## Instructions to follow
Collect every line in the data below that contains the word "annotate" and copy each one out in full. Case matters, so count only matches with the same capitalization.
-- START Source records --
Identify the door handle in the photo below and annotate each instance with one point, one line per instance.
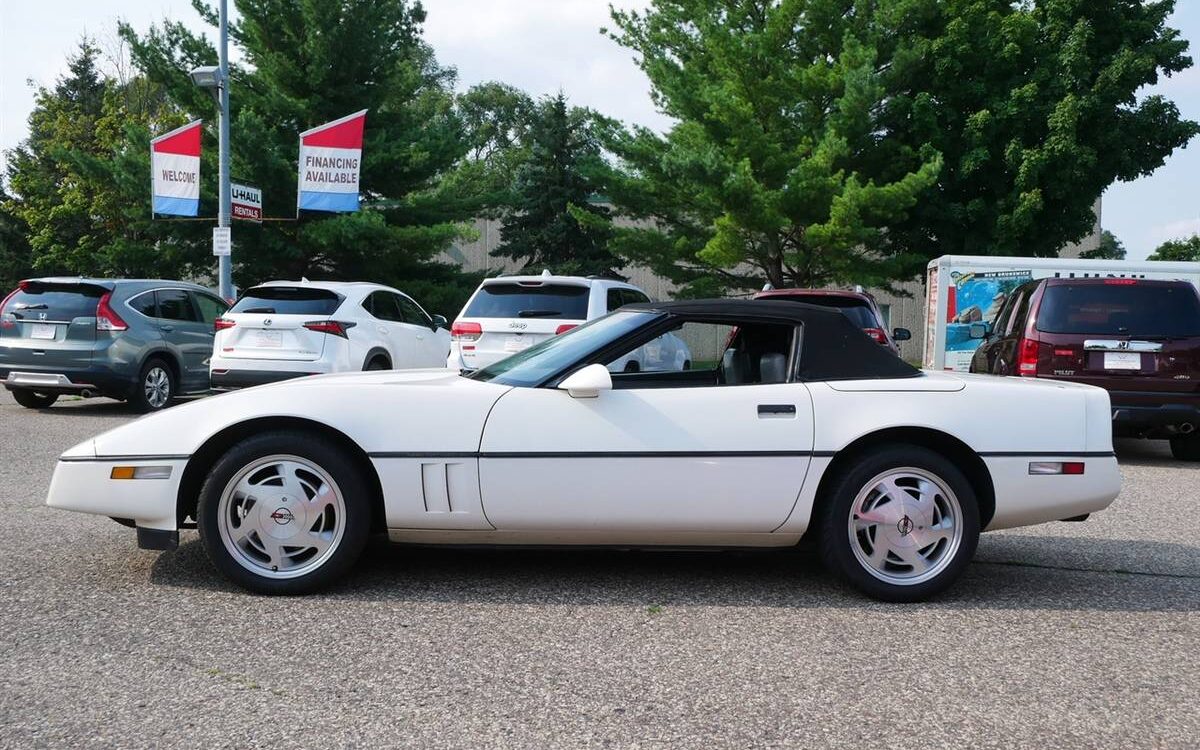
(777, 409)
-- END Source records --
-- START Source records --
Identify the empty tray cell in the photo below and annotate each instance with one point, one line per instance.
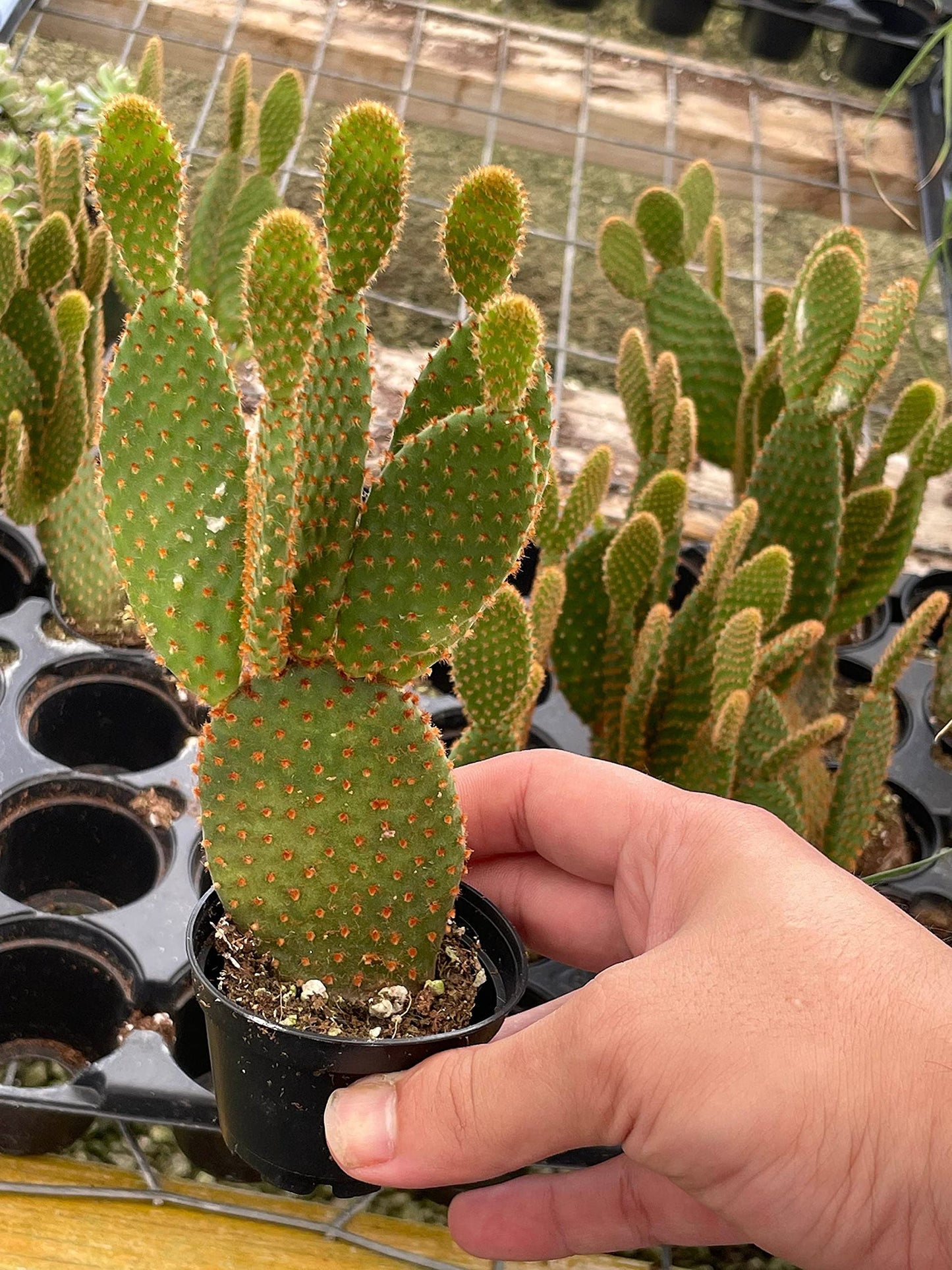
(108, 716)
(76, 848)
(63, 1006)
-- END Source records --
## Solution to the problem
Identify the door handle in the photo below and annotate each instance with one point, one line per instance.
Identify the empty tray cell in the photo below and annotate each instance with one point, one line per instance.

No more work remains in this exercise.